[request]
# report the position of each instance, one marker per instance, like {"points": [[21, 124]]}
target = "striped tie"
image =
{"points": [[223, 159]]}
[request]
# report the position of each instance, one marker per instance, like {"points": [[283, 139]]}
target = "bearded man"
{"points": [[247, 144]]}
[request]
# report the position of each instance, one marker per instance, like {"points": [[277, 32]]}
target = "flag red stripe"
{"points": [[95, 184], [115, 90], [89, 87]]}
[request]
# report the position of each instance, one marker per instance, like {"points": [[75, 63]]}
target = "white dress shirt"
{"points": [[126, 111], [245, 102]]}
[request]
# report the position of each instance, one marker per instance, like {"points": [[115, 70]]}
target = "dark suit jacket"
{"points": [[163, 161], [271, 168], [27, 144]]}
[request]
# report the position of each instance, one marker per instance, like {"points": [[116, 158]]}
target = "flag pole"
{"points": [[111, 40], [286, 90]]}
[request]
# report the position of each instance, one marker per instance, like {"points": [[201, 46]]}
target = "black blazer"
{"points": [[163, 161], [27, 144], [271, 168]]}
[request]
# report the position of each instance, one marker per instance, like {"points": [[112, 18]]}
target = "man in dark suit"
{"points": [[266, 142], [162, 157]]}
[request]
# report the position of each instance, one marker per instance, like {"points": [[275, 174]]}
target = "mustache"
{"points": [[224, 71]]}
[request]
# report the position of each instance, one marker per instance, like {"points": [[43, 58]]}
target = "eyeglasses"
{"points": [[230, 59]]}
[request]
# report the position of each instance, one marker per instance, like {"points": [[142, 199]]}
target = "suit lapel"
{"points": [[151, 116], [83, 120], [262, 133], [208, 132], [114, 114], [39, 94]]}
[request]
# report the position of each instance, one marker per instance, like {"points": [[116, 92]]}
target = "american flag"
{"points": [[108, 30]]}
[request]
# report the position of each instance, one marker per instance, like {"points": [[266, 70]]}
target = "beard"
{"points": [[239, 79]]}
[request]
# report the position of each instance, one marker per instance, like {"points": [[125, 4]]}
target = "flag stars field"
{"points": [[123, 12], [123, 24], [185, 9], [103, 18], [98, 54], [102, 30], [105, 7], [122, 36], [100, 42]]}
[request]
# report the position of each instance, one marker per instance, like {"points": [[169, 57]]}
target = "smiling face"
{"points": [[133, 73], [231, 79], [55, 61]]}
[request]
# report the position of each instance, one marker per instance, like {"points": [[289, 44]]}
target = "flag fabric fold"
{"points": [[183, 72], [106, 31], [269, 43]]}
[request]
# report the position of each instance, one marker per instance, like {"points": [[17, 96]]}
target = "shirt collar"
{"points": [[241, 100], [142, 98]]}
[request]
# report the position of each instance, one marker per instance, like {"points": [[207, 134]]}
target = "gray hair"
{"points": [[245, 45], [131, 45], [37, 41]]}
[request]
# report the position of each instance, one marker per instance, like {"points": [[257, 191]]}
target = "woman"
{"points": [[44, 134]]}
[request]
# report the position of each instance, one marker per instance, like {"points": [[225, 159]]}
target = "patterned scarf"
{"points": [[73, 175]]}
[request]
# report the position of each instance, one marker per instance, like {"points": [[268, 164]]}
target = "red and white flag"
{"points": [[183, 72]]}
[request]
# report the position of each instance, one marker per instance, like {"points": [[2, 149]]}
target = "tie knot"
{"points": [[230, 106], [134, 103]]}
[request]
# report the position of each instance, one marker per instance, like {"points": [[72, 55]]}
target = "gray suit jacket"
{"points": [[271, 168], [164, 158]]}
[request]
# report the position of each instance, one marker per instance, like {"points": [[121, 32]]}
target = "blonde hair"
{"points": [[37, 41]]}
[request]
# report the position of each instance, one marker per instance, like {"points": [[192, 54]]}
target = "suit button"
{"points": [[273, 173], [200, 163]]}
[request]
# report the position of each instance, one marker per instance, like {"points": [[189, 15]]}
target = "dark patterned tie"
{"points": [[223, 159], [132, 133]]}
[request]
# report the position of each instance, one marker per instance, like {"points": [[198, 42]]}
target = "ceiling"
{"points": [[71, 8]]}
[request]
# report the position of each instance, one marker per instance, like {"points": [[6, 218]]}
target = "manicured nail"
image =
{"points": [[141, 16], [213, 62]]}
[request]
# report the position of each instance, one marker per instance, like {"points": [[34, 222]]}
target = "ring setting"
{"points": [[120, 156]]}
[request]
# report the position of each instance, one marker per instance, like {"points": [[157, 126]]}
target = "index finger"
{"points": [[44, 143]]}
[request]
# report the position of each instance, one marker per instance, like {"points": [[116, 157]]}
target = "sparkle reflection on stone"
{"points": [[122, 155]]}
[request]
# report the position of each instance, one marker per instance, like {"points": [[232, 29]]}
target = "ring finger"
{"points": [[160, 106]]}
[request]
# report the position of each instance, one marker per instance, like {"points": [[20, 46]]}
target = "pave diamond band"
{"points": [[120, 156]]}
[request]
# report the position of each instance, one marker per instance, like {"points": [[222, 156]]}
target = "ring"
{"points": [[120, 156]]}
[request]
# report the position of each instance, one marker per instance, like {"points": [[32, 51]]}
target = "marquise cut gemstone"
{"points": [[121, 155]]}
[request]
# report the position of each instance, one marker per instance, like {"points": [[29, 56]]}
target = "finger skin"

**Aim of the exercise:** The listing above is to be restated word for word.

**Written answer:**
[request]
# report the position of each instance, one marker per instance, like {"points": [[21, 124]]}
target = "striped tie"
image =
{"points": [[223, 159]]}
[request]
# report the position of each instance, one marker per instance, like {"points": [[283, 139]]}
target = "bearded man"
{"points": [[247, 144]]}
[request]
# report the position of each instance, one marker per instance, like {"points": [[277, 32]]}
target = "flag red stripe"
{"points": [[95, 184], [115, 90], [89, 87]]}
[request]
# report the position of each instance, one marker per instance, like {"points": [[75, 63]]}
target = "white dress shirt"
{"points": [[126, 111], [245, 102]]}
[request]
# report the position of each instance, one marker per instance, like {"points": [[115, 70]]}
target = "dark suit jacket"
{"points": [[163, 161], [271, 168], [27, 144]]}
[request]
# report the position of each instance, one marker per instance, like {"points": [[116, 158]]}
target = "flag pole"
{"points": [[111, 40], [286, 90]]}
[request]
# report the position of each instance, one marker per instance, like {"points": [[201, 46]]}
target = "black blazer"
{"points": [[163, 161], [27, 144], [271, 168]]}
[request]
# report the position of each instance, one marker per instance, like {"points": [[112, 18]]}
target = "man in dark suit"
{"points": [[266, 142], [162, 157]]}
[request]
# report the position of each instance, one marker per instance, like {"points": [[275, 174]]}
target = "mustache"
{"points": [[224, 71]]}
[request]
# report the position of each instance, one marker per instance, like {"points": [[43, 58]]}
target = "eyeglasses"
{"points": [[230, 59]]}
[request]
# report the position of each instance, one marker per instance, like {"points": [[142, 199]]}
target = "suit lapel"
{"points": [[151, 116], [83, 120], [262, 133], [208, 132], [114, 114], [39, 94]]}
[request]
# report the position of each instance, one marker per instance, like {"points": [[116, 92]]}
target = "american flag"
{"points": [[108, 30]]}
[request]
# report the position of each instance, one marker per instance, like {"points": [[266, 70]]}
target = "beard"
{"points": [[239, 79]]}
[request]
# report the position of each instance, one marker per instance, like {"points": [[125, 4]]}
target = "flag stars field"
{"points": [[123, 12], [123, 24], [185, 9], [103, 18], [98, 54], [102, 30], [105, 7], [122, 36], [100, 42]]}
[request]
# report the position of each instance, one marker per instance, like {"points": [[169, 57]]}
target = "smiling face"
{"points": [[133, 73], [231, 79], [55, 61]]}
[request]
# report the position of each instance, one marker per instance, like {"points": [[289, 44]]}
target = "flag fabric fold"
{"points": [[183, 72], [106, 31], [269, 43]]}
[request]
# report the position of each instance, one marker per instance, like {"points": [[17, 96]]}
target = "shirt collar"
{"points": [[241, 100], [142, 98]]}
[request]
# report the position of each instance, one marker per instance, like {"points": [[207, 134]]}
target = "gray hair"
{"points": [[245, 45], [131, 45], [37, 41]]}
[request]
# report the position of each instance, one marker per instance, like {"points": [[257, 191]]}
target = "woman"
{"points": [[44, 134]]}
[request]
# report the position of each instance, one marker per instance, like {"points": [[225, 159]]}
target = "patterned scarf"
{"points": [[73, 175]]}
[request]
# report the position of each instance, one marker per instance, like {"points": [[268, 164]]}
target = "red and white flag"
{"points": [[183, 72]]}
[request]
# report the position of each instance, one marker per instance, like {"points": [[2, 149]]}
target = "tie knot"
{"points": [[230, 106], [134, 103]]}
[request]
# report the position of each instance, one marker per instance, like {"points": [[72, 55]]}
target = "gray suit jacket"
{"points": [[271, 168], [164, 158]]}
[request]
# report the position of each instance, one marker per instance, like {"points": [[121, 32]]}
target = "blonde hair"
{"points": [[37, 41]]}
[request]
# report the position of each instance, one marker per instance, like {"points": [[192, 54]]}
target = "suit button"
{"points": [[273, 173], [200, 163]]}
[request]
# report the position of each instance, one marker per instance, like {"points": [[189, 15]]}
target = "dark patterned tie"
{"points": [[223, 159], [132, 133]]}
[request]
# report the position of each instance, one marker per instance, like {"points": [[198, 42]]}
target = "ceiling"
{"points": [[71, 8]]}
[request]
# report the position of each instance, one marker per instance, like {"points": [[6, 218]]}
target = "manicured nail"
image =
{"points": [[141, 16], [213, 62]]}
[request]
# report the position of each instance, one marker per instance, like {"points": [[34, 222]]}
target = "ring setting"
{"points": [[120, 156]]}
[request]
# report the position of each instance, one marker per instance, like {"points": [[157, 126]]}
target = "index finger"
{"points": [[44, 143]]}
[request]
# report the position of each instance, one marker per instance, like {"points": [[116, 157]]}
target = "sparkle reflection on stone"
{"points": [[122, 155]]}
[request]
# report the position of each instance, one marker per instance, like {"points": [[232, 29]]}
target = "ring finger"
{"points": [[160, 106]]}
[request]
# report the position of each instance, one marker per instance, like {"points": [[20, 46]]}
target = "pave diamond band"
{"points": [[120, 156]]}
[request]
# report the position of each instance, one marker per instance, like {"points": [[222, 156]]}
target = "ring"
{"points": [[120, 156]]}
[request]
# report the position of each instance, one marker per instance, like {"points": [[32, 51]]}
target = "marquise cut gemstone"
{"points": [[121, 155]]}
[request]
# report the position of each instance, one marker per instance, like {"points": [[29, 56]]}
target = "finger skin"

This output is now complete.